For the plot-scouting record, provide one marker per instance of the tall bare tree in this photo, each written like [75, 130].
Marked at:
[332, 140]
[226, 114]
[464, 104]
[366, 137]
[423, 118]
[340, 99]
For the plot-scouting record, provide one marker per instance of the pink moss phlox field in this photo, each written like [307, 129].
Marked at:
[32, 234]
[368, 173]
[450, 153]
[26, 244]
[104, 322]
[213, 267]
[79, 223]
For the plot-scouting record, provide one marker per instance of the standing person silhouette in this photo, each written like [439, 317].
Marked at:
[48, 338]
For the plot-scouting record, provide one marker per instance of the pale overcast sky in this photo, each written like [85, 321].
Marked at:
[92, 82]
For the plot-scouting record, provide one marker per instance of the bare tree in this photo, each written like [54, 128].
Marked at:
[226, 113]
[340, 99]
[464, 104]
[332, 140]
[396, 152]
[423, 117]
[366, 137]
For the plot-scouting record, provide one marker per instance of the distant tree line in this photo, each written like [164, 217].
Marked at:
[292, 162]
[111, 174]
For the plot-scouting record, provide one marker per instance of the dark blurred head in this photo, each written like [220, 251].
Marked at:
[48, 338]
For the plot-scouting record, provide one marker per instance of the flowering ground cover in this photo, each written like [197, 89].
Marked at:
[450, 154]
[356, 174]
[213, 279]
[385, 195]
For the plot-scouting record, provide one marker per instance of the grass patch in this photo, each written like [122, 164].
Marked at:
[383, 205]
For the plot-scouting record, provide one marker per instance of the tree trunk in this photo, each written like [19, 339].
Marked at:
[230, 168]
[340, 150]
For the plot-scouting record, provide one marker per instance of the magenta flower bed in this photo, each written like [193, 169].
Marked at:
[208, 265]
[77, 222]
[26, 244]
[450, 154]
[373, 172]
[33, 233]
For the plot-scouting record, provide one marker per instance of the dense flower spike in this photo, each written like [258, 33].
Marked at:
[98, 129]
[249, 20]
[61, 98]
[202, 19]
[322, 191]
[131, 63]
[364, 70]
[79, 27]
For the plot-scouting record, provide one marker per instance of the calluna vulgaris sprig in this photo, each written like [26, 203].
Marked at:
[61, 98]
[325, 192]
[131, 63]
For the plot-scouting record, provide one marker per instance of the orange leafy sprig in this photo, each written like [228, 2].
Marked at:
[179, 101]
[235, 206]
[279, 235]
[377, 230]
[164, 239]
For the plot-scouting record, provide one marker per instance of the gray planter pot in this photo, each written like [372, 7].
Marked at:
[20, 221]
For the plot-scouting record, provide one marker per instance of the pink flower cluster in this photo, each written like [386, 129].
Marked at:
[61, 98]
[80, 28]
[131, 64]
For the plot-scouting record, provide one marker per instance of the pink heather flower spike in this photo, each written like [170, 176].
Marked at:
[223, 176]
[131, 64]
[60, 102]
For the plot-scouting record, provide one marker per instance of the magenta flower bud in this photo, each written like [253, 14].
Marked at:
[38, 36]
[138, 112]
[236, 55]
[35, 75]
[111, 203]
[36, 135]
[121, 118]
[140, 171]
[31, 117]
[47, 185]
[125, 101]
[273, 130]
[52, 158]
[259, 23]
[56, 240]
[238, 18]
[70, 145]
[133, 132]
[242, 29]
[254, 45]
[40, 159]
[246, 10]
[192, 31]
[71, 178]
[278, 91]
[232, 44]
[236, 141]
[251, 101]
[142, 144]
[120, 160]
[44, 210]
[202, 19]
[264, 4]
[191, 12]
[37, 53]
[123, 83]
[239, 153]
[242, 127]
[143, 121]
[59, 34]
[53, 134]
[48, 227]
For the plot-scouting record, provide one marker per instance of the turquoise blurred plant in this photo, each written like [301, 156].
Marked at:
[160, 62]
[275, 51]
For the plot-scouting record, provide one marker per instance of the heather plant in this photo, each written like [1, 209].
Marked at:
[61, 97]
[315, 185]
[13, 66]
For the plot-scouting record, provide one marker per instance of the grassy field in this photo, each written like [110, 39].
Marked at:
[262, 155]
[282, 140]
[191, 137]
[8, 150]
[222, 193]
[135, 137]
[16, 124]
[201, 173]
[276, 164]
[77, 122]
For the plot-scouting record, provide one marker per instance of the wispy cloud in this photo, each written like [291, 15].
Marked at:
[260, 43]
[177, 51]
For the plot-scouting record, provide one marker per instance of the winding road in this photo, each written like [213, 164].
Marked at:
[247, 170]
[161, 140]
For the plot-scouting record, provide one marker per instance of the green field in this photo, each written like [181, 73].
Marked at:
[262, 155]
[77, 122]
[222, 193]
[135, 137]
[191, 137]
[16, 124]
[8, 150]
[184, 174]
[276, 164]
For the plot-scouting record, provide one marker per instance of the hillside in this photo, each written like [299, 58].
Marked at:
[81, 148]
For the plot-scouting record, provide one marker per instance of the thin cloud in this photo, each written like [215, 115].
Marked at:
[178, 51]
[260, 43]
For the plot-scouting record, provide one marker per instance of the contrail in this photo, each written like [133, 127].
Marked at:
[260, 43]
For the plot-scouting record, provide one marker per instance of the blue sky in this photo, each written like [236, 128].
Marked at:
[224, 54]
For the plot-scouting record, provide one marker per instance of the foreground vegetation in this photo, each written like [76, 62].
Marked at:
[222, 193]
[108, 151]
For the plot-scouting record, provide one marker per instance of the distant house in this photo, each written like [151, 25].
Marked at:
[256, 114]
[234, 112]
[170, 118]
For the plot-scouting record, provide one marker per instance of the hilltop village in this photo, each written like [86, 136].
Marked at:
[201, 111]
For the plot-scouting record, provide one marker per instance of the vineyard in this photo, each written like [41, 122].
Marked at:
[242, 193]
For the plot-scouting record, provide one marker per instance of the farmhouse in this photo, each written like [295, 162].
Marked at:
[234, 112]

REQUIREMENT: Nothing outside the span should appear: transcribe the lines from the one containing "like [133, 127]." through the last line of the records.

ANSWER FOR THIS EXERCISE:
For the plot-scouting record, provide one marker per instance of the contrail in this photo, each written like [133, 127].
Marked at:
[260, 43]
For the plot-scouting record, provide one marker per instance of the blue sky in this photo, each written like [236, 128].
Marked at:
[224, 54]
For the plot-scouting record, provide one marker per instance of the foreground vegetation in this photo, each written like [76, 62].
Marked at:
[222, 193]
[108, 151]
For the plot-scouting record, provide one marker per instance of the distant house in this photo, each written like [151, 25].
Marked at:
[256, 114]
[234, 112]
[170, 118]
For the plot-scouting record, provide one marker per instance of the hilltop village in this photo, each written like [86, 136].
Marked at:
[201, 111]
For the plot-scouting record, provide one marker per instance of the vineyard in this photo, each written like [41, 122].
Marked at:
[242, 193]
For the plot-scouting record, provide one marker per instance of the farmhouse in this photo, each written like [295, 162].
Marked at:
[234, 112]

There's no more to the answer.